Extracted material Start Marker
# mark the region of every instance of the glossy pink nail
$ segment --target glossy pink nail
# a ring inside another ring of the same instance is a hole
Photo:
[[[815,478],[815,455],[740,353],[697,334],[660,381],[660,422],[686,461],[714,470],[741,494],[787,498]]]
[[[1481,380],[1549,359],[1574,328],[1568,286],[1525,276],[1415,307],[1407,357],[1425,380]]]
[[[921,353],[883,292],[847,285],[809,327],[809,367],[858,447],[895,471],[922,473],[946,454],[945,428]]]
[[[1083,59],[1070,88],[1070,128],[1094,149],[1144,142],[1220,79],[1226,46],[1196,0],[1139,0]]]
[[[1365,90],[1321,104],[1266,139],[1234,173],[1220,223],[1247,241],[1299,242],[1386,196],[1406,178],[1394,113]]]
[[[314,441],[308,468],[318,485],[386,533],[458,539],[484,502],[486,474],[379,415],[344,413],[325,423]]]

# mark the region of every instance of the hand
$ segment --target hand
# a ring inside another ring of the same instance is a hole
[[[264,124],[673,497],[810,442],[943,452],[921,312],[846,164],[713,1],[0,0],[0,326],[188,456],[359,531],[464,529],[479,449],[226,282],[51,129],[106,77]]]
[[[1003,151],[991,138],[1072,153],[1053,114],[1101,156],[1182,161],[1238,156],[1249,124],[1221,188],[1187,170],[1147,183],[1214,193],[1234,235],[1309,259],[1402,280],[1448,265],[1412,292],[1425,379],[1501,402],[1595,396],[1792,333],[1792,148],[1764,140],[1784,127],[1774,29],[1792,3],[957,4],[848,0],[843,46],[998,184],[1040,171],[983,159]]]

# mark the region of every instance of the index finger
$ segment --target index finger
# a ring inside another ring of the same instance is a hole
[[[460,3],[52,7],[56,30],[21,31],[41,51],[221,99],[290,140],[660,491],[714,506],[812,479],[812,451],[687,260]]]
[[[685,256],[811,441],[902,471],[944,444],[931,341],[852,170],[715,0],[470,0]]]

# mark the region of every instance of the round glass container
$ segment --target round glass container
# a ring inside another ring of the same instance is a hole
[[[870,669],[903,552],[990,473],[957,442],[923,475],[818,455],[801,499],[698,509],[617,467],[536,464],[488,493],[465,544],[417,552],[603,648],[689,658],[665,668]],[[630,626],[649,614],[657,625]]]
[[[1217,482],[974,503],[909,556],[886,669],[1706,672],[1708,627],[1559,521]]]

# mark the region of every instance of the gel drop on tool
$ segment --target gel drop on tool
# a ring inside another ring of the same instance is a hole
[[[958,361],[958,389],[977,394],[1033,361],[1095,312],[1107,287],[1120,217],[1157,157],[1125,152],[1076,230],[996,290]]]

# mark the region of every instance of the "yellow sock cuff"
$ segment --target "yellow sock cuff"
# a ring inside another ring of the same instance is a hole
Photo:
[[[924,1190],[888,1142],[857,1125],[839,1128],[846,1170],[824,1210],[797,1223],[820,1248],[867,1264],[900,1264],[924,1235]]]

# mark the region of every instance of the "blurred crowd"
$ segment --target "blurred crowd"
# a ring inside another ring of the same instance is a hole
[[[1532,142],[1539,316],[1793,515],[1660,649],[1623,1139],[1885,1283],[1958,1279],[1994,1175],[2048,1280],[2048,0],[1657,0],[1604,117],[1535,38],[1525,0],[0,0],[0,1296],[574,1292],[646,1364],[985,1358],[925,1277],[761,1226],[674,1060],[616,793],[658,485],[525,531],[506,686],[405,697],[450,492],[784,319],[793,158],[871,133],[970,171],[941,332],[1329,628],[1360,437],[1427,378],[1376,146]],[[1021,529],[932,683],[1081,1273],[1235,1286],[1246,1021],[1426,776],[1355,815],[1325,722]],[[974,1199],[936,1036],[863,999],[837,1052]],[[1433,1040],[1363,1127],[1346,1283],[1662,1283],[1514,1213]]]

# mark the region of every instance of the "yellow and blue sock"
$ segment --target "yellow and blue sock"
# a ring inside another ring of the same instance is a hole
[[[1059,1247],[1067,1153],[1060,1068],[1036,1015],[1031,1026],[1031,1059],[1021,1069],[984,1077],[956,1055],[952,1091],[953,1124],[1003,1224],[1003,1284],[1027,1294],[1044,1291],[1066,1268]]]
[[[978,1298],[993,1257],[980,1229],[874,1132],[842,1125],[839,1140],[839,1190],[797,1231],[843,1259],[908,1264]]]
Extracted material End Marker
In the listing above, find the line containing "--target glossy pink nail" and the line containing "segment --target hand". Output them and every line between, exactly, and nothing else.

$ segment --target glossy pink nail
# a ring inside another ring of the same instance is a hole
Photo:
[[[815,478],[815,455],[740,353],[697,334],[660,381],[660,422],[686,461],[714,470],[741,494],[787,498]]]
[[[1481,380],[1549,359],[1574,328],[1568,286],[1525,276],[1415,307],[1407,357],[1425,380]]]
[[[921,353],[883,292],[847,285],[809,327],[809,367],[858,447],[895,471],[922,473],[946,454],[945,428]]]
[[[1083,59],[1070,88],[1070,128],[1094,149],[1144,142],[1220,79],[1226,46],[1196,0],[1139,0]]]
[[[1365,90],[1321,104],[1266,139],[1234,173],[1220,223],[1247,241],[1299,242],[1386,196],[1406,178],[1394,113]]]
[[[314,441],[308,468],[318,485],[386,533],[458,539],[484,502],[486,474],[379,415],[344,413],[325,423]]]

# mark the region of every instance of the hand
$ segment --target hand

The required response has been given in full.